EXERCISE OBJECTIVE: Set out the lines in the entries below as a numbered list, from the line holding "Task: tag the overhead" through the line holding "x=873, y=375", inclusive, and omit any blank lines.
"""
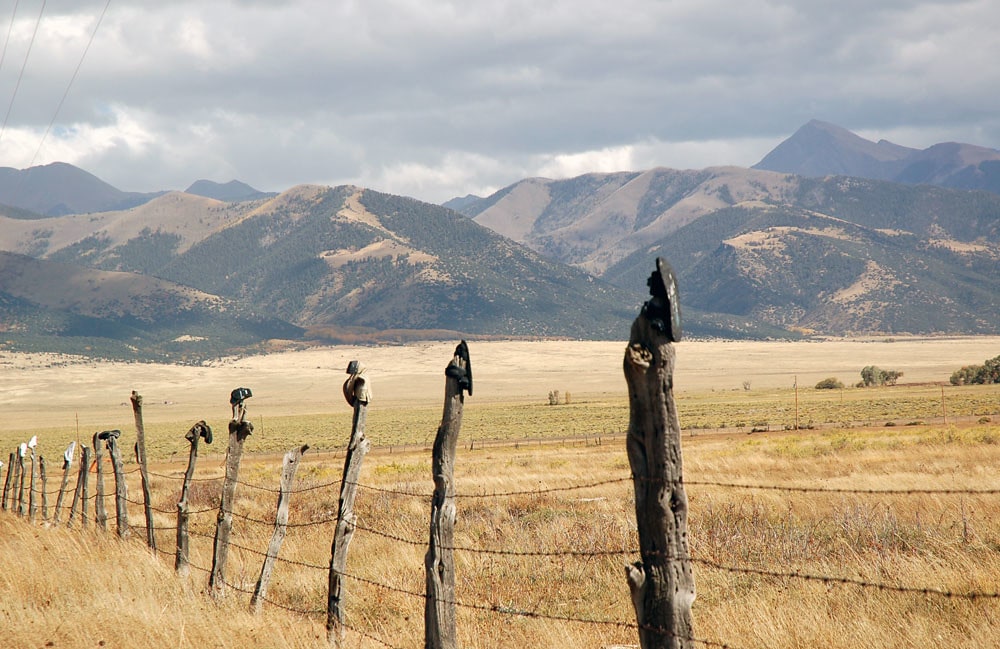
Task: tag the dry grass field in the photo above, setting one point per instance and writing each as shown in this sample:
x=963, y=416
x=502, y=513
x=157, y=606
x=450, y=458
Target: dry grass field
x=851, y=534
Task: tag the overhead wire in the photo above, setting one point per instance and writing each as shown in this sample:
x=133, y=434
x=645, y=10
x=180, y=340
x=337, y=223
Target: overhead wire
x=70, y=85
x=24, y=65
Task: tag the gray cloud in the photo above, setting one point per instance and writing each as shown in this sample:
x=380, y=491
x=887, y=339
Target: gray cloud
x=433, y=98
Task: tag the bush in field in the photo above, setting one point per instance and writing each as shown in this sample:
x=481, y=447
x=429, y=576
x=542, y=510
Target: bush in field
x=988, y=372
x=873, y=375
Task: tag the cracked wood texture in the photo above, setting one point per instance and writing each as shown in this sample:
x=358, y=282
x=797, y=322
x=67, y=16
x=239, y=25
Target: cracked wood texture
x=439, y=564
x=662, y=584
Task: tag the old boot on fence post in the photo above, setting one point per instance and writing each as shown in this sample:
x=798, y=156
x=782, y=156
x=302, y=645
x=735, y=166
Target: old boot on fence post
"""
"""
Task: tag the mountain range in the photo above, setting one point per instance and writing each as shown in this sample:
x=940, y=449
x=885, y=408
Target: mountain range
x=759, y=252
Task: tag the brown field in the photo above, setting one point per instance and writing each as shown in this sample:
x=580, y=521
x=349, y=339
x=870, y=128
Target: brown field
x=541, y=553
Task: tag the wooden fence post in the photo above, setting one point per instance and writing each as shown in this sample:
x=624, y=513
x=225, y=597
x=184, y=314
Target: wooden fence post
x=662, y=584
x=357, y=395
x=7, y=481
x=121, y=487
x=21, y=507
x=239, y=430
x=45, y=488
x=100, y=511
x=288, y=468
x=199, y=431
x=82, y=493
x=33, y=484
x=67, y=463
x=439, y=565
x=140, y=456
"""
EXERCISE OUTPUT:
1. Task: tag the overhead wire in the photo above, setting one point per instance and writing each as shown in this sample:
2. x=133, y=434
3. x=645, y=10
4. x=180, y=340
5. x=337, y=223
6. Target: overhead wire
7. x=70, y=85
8. x=24, y=65
9. Task: tag the gray cloud in the photo above, setting one point per instance and writing each as shown in this sample:
10. x=380, y=491
11. x=887, y=339
12. Target: gray cloud
13. x=433, y=98
14. Task: tag the bush in field in the photo above, setting one point per instance and writing each as shown in this sample:
15. x=481, y=447
16. x=429, y=576
17. x=542, y=510
18. Target: bush in field
19. x=988, y=372
20. x=873, y=375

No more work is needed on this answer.